* 課題の説明:
以下のデータのすべての行を、一字一句変えずにそのまま返すこと。
....
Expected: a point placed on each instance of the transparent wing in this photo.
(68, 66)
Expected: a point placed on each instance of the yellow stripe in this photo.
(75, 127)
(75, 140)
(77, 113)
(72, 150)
....
* 問題の解答:
Expected: a point placed on each instance of the transparent wing in this photo.
(68, 66)
Expected: a point placed on each instance of the yellow stripe in this photo.
(75, 127)
(75, 140)
(77, 113)
(72, 150)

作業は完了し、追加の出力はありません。